Pointing and labeling entries:
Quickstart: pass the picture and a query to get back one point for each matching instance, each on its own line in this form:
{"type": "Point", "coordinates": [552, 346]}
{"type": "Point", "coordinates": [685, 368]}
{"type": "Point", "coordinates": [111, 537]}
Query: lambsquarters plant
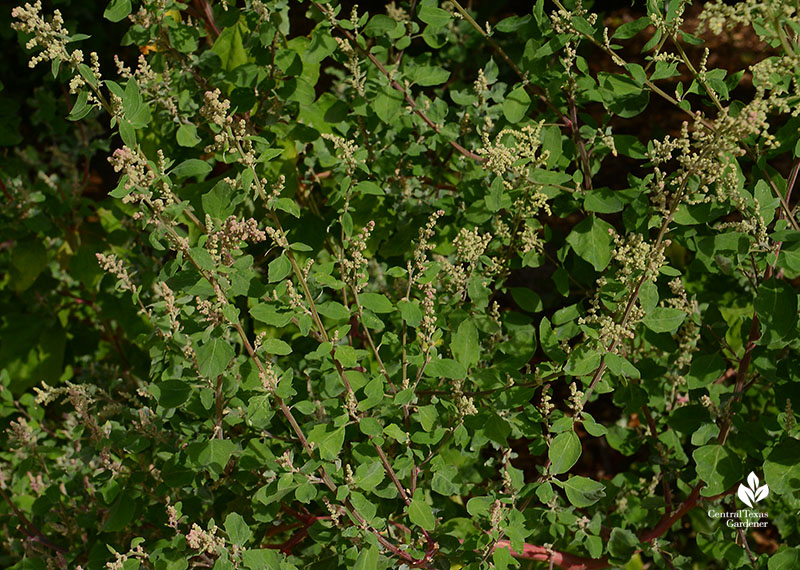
{"type": "Point", "coordinates": [411, 290]}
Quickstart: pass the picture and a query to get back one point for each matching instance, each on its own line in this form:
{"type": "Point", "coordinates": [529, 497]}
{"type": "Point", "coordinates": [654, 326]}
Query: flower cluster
{"type": "Point", "coordinates": [524, 155]}
{"type": "Point", "coordinates": [354, 268]}
{"type": "Point", "coordinates": [116, 267]}
{"type": "Point", "coordinates": [205, 541]}
{"type": "Point", "coordinates": [347, 151]}
{"type": "Point", "coordinates": [49, 36]}
{"type": "Point", "coordinates": [138, 173]}
{"type": "Point", "coordinates": [224, 242]}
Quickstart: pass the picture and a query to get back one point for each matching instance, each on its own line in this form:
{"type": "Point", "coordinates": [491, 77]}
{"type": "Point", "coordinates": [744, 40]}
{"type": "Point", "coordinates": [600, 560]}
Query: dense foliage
{"type": "Point", "coordinates": [399, 288]}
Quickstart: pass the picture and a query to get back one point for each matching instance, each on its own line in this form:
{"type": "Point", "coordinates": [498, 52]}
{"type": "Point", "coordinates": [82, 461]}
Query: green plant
{"type": "Point", "coordinates": [371, 300]}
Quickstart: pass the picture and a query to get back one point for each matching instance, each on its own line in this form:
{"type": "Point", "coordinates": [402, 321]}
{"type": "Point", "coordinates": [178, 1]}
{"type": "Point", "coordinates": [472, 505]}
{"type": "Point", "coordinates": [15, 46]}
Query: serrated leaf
{"type": "Point", "coordinates": [664, 319]}
{"type": "Point", "coordinates": [369, 475]}
{"type": "Point", "coordinates": [420, 513]}
{"type": "Point", "coordinates": [279, 268]}
{"type": "Point", "coordinates": [717, 467]}
{"type": "Point", "coordinates": [187, 135]}
{"type": "Point", "coordinates": [376, 302]}
{"type": "Point", "coordinates": [213, 357]}
{"type": "Point", "coordinates": [117, 10]}
{"type": "Point", "coordinates": [591, 240]}
{"type": "Point", "coordinates": [237, 529]}
{"type": "Point", "coordinates": [328, 440]}
{"type": "Point", "coordinates": [583, 492]}
{"type": "Point", "coordinates": [565, 449]}
{"type": "Point", "coordinates": [446, 368]}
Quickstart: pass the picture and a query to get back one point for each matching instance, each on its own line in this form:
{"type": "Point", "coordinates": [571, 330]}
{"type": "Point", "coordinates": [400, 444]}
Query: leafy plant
{"type": "Point", "coordinates": [404, 289]}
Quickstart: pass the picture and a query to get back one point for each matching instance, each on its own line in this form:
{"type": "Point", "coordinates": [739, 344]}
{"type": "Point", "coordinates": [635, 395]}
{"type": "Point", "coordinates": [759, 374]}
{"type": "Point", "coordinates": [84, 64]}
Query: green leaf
{"type": "Point", "coordinates": [583, 492]}
{"type": "Point", "coordinates": [434, 16]}
{"type": "Point", "coordinates": [549, 342]}
{"type": "Point", "coordinates": [193, 167]}
{"type": "Point", "coordinates": [664, 319]}
{"type": "Point", "coordinates": [410, 312]}
{"type": "Point", "coordinates": [328, 440]}
{"type": "Point", "coordinates": [229, 46]}
{"type": "Point", "coordinates": [565, 449]}
{"type": "Point", "coordinates": [117, 10]}
{"type": "Point", "coordinates": [237, 530]}
{"type": "Point", "coordinates": [622, 544]}
{"type": "Point", "coordinates": [591, 240]}
{"type": "Point", "coordinates": [367, 558]}
{"type": "Point", "coordinates": [279, 268]}
{"type": "Point", "coordinates": [346, 355]}
{"type": "Point", "coordinates": [776, 307]}
{"type": "Point", "coordinates": [428, 75]}
{"type": "Point", "coordinates": [260, 559]}
{"type": "Point", "coordinates": [121, 514]}
{"type": "Point", "coordinates": [630, 29]}
{"type": "Point", "coordinates": [369, 475]}
{"type": "Point", "coordinates": [516, 104]}
{"type": "Point", "coordinates": [172, 393]}
{"type": "Point", "coordinates": [276, 346]}
{"type": "Point", "coordinates": [213, 357]}
{"type": "Point", "coordinates": [420, 513]}
{"type": "Point", "coordinates": [289, 206]}
{"type": "Point", "coordinates": [717, 467]}
{"type": "Point", "coordinates": [268, 314]}
{"type": "Point", "coordinates": [187, 135]}
{"type": "Point", "coordinates": [446, 368]}
{"type": "Point", "coordinates": [387, 104]}
{"type": "Point", "coordinates": [527, 299]}
{"type": "Point", "coordinates": [465, 346]}
{"type": "Point", "coordinates": [368, 189]}
{"type": "Point", "coordinates": [333, 310]}
{"type": "Point", "coordinates": [602, 201]}
{"type": "Point", "coordinates": [781, 469]}
{"type": "Point", "coordinates": [28, 260]}
{"type": "Point", "coordinates": [215, 454]}
{"type": "Point", "coordinates": [376, 302]}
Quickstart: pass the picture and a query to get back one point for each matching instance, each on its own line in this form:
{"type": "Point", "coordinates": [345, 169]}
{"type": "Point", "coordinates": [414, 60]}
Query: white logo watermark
{"type": "Point", "coordinates": [752, 493]}
{"type": "Point", "coordinates": [749, 493]}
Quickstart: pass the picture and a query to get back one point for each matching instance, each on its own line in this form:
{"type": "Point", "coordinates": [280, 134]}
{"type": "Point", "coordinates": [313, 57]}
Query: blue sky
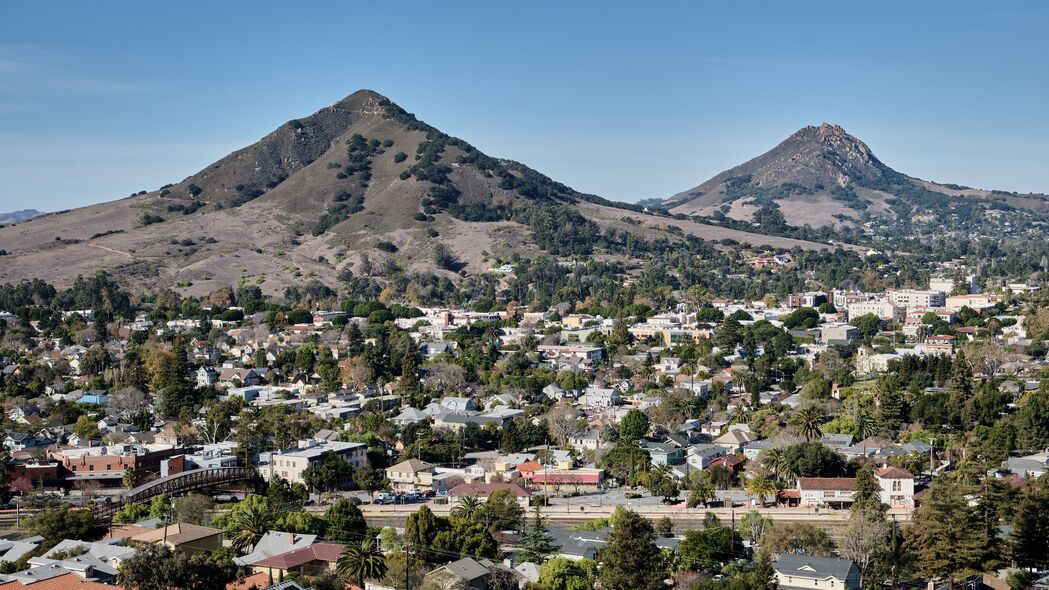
{"type": "Point", "coordinates": [625, 100]}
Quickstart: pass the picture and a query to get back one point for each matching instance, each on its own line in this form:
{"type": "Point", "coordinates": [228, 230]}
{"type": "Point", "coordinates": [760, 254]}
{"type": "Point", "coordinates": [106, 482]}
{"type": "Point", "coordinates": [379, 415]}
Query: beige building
{"type": "Point", "coordinates": [292, 463]}
{"type": "Point", "coordinates": [410, 475]}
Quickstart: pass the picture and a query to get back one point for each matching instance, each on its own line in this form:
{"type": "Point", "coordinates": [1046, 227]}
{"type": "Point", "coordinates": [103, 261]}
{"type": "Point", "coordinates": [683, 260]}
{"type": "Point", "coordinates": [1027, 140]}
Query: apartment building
{"type": "Point", "coordinates": [292, 463]}
{"type": "Point", "coordinates": [912, 298]}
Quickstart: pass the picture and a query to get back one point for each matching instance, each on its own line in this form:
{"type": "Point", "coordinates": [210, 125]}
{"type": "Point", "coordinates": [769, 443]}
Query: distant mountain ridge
{"type": "Point", "coordinates": [16, 216]}
{"type": "Point", "coordinates": [823, 175]}
{"type": "Point", "coordinates": [360, 188]}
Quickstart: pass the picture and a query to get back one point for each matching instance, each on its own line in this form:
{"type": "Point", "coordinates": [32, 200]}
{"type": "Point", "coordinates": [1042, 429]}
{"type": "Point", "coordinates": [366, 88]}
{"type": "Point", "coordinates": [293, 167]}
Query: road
{"type": "Point", "coordinates": [395, 515]}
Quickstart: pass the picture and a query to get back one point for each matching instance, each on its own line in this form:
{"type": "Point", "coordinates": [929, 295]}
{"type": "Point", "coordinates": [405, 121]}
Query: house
{"type": "Point", "coordinates": [700, 456]}
{"type": "Point", "coordinates": [11, 550]}
{"type": "Point", "coordinates": [574, 480]}
{"type": "Point", "coordinates": [836, 492]}
{"type": "Point", "coordinates": [26, 580]}
{"type": "Point", "coordinates": [796, 572]}
{"type": "Point", "coordinates": [292, 463]}
{"type": "Point", "coordinates": [482, 491]}
{"type": "Point", "coordinates": [411, 475]}
{"type": "Point", "coordinates": [94, 562]}
{"type": "Point", "coordinates": [409, 416]}
{"type": "Point", "coordinates": [185, 538]}
{"type": "Point", "coordinates": [734, 440]}
{"type": "Point", "coordinates": [206, 377]}
{"type": "Point", "coordinates": [663, 454]}
{"type": "Point", "coordinates": [314, 560]}
{"type": "Point", "coordinates": [458, 405]}
{"type": "Point", "coordinates": [466, 573]}
{"type": "Point", "coordinates": [275, 543]}
{"type": "Point", "coordinates": [600, 398]}
{"type": "Point", "coordinates": [897, 487]}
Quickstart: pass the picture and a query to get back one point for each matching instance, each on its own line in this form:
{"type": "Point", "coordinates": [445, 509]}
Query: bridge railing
{"type": "Point", "coordinates": [178, 483]}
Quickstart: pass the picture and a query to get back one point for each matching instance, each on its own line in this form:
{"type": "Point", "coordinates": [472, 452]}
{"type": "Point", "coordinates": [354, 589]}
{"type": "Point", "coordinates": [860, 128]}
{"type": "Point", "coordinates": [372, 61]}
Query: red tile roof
{"type": "Point", "coordinates": [827, 483]}
{"type": "Point", "coordinates": [529, 466]}
{"type": "Point", "coordinates": [257, 581]}
{"type": "Point", "coordinates": [65, 582]}
{"type": "Point", "coordinates": [894, 473]}
{"type": "Point", "coordinates": [317, 552]}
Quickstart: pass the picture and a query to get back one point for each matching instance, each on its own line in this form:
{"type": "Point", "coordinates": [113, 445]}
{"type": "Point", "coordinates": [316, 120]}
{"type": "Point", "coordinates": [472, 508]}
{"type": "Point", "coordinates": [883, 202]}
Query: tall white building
{"type": "Point", "coordinates": [912, 298]}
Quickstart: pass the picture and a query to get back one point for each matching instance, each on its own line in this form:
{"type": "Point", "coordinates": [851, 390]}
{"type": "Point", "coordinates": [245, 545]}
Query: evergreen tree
{"type": "Point", "coordinates": [868, 496]}
{"type": "Point", "coordinates": [1029, 540]}
{"type": "Point", "coordinates": [629, 559]}
{"type": "Point", "coordinates": [946, 535]}
{"type": "Point", "coordinates": [764, 577]}
{"type": "Point", "coordinates": [537, 544]}
{"type": "Point", "coordinates": [959, 387]}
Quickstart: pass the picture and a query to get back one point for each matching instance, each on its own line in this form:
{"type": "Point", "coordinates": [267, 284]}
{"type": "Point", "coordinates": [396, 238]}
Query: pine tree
{"type": "Point", "coordinates": [868, 494]}
{"type": "Point", "coordinates": [1030, 533]}
{"type": "Point", "coordinates": [946, 535]}
{"type": "Point", "coordinates": [538, 545]}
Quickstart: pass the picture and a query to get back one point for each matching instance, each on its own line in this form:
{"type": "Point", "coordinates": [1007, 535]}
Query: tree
{"type": "Point", "coordinates": [634, 426]}
{"type": "Point", "coordinates": [194, 508]}
{"type": "Point", "coordinates": [945, 535]}
{"type": "Point", "coordinates": [797, 538]}
{"type": "Point", "coordinates": [332, 473]}
{"type": "Point", "coordinates": [345, 523]}
{"type": "Point", "coordinates": [866, 535]}
{"type": "Point", "coordinates": [361, 560]}
{"type": "Point", "coordinates": [66, 523]}
{"type": "Point", "coordinates": [421, 529]}
{"type": "Point", "coordinates": [762, 487]}
{"type": "Point", "coordinates": [708, 547]}
{"type": "Point", "coordinates": [156, 567]}
{"type": "Point", "coordinates": [629, 559]}
{"type": "Point", "coordinates": [501, 511]}
{"type": "Point", "coordinates": [537, 545]}
{"type": "Point", "coordinates": [774, 461]}
{"type": "Point", "coordinates": [562, 573]}
{"type": "Point", "coordinates": [869, 324]}
{"type": "Point", "coordinates": [808, 423]}
{"type": "Point", "coordinates": [467, 508]}
{"type": "Point", "coordinates": [370, 479]}
{"type": "Point", "coordinates": [1029, 540]}
{"type": "Point", "coordinates": [249, 521]}
{"type": "Point", "coordinates": [764, 576]}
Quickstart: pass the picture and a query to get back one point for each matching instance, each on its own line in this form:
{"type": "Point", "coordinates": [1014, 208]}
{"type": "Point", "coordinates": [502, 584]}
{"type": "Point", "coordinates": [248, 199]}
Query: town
{"type": "Point", "coordinates": [831, 438]}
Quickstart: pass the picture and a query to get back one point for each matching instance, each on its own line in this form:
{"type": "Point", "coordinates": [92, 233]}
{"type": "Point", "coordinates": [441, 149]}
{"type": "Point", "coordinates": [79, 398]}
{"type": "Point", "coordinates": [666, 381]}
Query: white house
{"type": "Point", "coordinates": [796, 572]}
{"type": "Point", "coordinates": [897, 487]}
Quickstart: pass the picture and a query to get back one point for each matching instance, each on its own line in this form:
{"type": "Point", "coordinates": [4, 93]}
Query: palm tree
{"type": "Point", "coordinates": [774, 461]}
{"type": "Point", "coordinates": [809, 423]}
{"type": "Point", "coordinates": [250, 524]}
{"type": "Point", "coordinates": [361, 561]}
{"type": "Point", "coordinates": [762, 487]}
{"type": "Point", "coordinates": [467, 507]}
{"type": "Point", "coordinates": [701, 493]}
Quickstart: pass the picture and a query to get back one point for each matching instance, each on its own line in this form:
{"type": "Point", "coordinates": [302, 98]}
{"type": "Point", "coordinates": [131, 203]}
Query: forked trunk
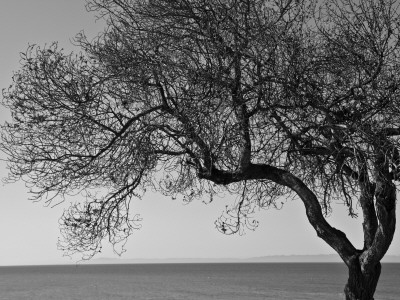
{"type": "Point", "coordinates": [361, 285]}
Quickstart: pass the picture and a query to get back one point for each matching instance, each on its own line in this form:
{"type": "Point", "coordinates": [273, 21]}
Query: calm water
{"type": "Point", "coordinates": [186, 281]}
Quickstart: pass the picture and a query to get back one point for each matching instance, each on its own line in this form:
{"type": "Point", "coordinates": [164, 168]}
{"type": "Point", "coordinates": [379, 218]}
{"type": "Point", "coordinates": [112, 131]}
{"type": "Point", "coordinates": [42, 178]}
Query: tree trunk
{"type": "Point", "coordinates": [361, 284]}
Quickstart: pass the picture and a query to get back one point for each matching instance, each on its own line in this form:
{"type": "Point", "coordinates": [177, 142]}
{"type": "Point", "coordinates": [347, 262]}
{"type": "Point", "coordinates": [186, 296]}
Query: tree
{"type": "Point", "coordinates": [260, 99]}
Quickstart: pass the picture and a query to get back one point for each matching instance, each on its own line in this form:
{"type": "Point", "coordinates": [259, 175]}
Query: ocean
{"type": "Point", "coordinates": [228, 281]}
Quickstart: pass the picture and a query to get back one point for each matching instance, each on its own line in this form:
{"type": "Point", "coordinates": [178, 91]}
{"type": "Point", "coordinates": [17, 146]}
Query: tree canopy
{"type": "Point", "coordinates": [192, 98]}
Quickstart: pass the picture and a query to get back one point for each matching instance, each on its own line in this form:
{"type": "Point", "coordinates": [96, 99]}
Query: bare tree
{"type": "Point", "coordinates": [261, 99]}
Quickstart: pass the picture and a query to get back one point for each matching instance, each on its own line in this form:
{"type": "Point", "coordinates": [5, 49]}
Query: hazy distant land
{"type": "Point", "coordinates": [264, 259]}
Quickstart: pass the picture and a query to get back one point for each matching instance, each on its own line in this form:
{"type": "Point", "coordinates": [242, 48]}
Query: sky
{"type": "Point", "coordinates": [170, 229]}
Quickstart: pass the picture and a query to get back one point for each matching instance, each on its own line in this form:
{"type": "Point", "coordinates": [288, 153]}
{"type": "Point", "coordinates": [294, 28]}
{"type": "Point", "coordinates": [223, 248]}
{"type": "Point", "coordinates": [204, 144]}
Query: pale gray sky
{"type": "Point", "coordinates": [170, 229]}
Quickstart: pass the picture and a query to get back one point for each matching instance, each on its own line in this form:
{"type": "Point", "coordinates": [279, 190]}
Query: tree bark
{"type": "Point", "coordinates": [362, 282]}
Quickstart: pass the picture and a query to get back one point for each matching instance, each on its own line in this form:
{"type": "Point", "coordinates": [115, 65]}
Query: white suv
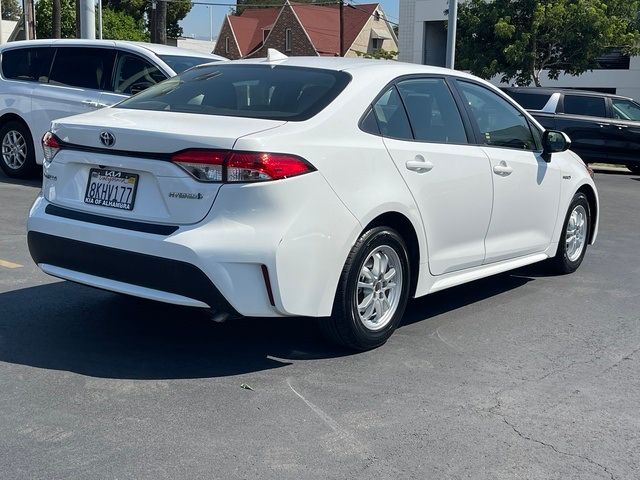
{"type": "Point", "coordinates": [44, 80]}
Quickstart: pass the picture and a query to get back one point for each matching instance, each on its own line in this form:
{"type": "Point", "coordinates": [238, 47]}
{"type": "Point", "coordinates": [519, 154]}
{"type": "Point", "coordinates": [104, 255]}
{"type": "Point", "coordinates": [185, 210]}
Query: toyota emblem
{"type": "Point", "coordinates": [107, 139]}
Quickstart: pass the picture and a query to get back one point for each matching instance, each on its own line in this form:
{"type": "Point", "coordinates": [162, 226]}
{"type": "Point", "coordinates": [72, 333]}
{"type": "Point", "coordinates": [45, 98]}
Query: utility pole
{"type": "Point", "coordinates": [451, 33]}
{"type": "Point", "coordinates": [342, 28]}
{"type": "Point", "coordinates": [87, 19]}
{"type": "Point", "coordinates": [57, 20]}
{"type": "Point", "coordinates": [159, 22]}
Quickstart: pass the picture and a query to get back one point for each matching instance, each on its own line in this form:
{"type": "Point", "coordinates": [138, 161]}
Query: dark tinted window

* _Instruction_: Pick out every line in the material that contains the word "white" and copy each one in full.

* _Solution below_:
Query: white logo watermark
Query: tall white building
Query: white house
Query: white suv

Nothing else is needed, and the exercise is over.